• _Given problem 1_:
Print the part of the Wapsi Square passage below that runs from "Paul Taylor does" up to and including "and 3 thoroughly.", copying it character for character.

• _Quoted passage_:
* * * *

A bit more than five years ago (goodness, how time flies), as Paul Taylor was really ramping up the mythological doom storyline in Wapsi Square, I had the occasion to write the following:

Paul Taylor does something similar in today’s Wapsi Square. There’s been literally weeks worth of his dark storyline, with dead gods and the end of the world and portents of danger. He’s been doling out the hints of what’s going on at a furious and satisfying rate. But sometimes, you have to put all that aside for a day, and draw a big ol’ wide panel of hot girls dancing.[links altered to fit current archive structure]

Taylor’s been back to that same part of the story — what happened to three girls to turn them into a force of metaphysical rage — several times since he introduced it, each time looping a little closer to the details and getting a bit darker; if you aren’t familiar, start reading the archives around November of 2005 and work you way forward, or, go read books 2 and 3 thoroughly.

* * * *

• _Provided material_:
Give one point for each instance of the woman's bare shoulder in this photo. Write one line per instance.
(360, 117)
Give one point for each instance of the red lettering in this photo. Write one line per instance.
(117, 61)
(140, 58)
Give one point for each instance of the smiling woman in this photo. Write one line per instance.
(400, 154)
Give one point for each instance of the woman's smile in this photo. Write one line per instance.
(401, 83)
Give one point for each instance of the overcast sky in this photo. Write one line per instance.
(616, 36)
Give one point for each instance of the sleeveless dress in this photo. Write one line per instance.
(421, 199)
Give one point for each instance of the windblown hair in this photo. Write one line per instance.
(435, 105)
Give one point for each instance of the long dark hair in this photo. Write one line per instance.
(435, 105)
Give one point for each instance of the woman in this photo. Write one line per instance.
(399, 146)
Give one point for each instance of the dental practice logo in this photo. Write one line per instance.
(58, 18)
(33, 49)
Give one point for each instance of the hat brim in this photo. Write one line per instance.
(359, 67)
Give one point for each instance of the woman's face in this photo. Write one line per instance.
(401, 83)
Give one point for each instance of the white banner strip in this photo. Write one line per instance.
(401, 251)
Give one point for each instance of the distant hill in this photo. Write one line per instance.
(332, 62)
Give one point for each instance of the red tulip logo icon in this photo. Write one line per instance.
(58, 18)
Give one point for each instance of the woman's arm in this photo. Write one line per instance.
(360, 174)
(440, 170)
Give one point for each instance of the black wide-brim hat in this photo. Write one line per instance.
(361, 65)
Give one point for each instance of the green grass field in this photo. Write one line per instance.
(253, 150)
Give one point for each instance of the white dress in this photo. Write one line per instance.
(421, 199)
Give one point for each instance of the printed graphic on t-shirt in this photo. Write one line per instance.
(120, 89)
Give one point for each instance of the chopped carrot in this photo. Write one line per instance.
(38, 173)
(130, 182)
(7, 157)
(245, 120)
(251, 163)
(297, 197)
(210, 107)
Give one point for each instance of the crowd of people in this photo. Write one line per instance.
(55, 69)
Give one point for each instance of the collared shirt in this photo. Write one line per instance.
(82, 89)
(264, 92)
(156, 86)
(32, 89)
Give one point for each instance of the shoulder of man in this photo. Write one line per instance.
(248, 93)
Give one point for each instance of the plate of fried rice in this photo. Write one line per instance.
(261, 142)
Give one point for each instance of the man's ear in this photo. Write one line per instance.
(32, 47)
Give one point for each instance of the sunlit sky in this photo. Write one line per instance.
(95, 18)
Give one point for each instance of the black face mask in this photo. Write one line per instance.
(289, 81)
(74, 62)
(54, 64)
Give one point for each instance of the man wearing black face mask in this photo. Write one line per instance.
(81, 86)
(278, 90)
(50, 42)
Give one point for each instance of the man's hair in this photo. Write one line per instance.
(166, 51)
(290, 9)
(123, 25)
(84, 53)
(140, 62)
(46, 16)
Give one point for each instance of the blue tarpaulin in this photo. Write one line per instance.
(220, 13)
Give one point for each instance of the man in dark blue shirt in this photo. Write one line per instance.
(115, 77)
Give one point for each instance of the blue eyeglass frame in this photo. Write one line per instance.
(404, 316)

* * * *

• _Given problem 2_:
Count the lines in the rows above that contain the string "face", treating uppercase and lowercase as different, and reply with the number alone.

• _Result 1_:
Paul Taylor does something similar in today’s Wapsi Square. There’s been literally weeks worth of his dark storyline, with dead gods and the end of the world and portents of danger. He’s been doling out the hints of what’s going on at a furious and satisfying rate. But sometimes, you have to put all that aside for a day, and draw a big ol’ wide panel of hot girls dancing.[links altered to fit current archive structure]

Taylor’s been back to that same part of the story — what happened to three girls to turn them into a force of metaphysical rage — several times since he introduced it, each time looping a little closer to the details and getting a bit darker; if you aren’t familiar, start reading the archives around November of 2005 and work you way forward, or, go read books 2 and 3 thoroughly.

• _Result 2_:
3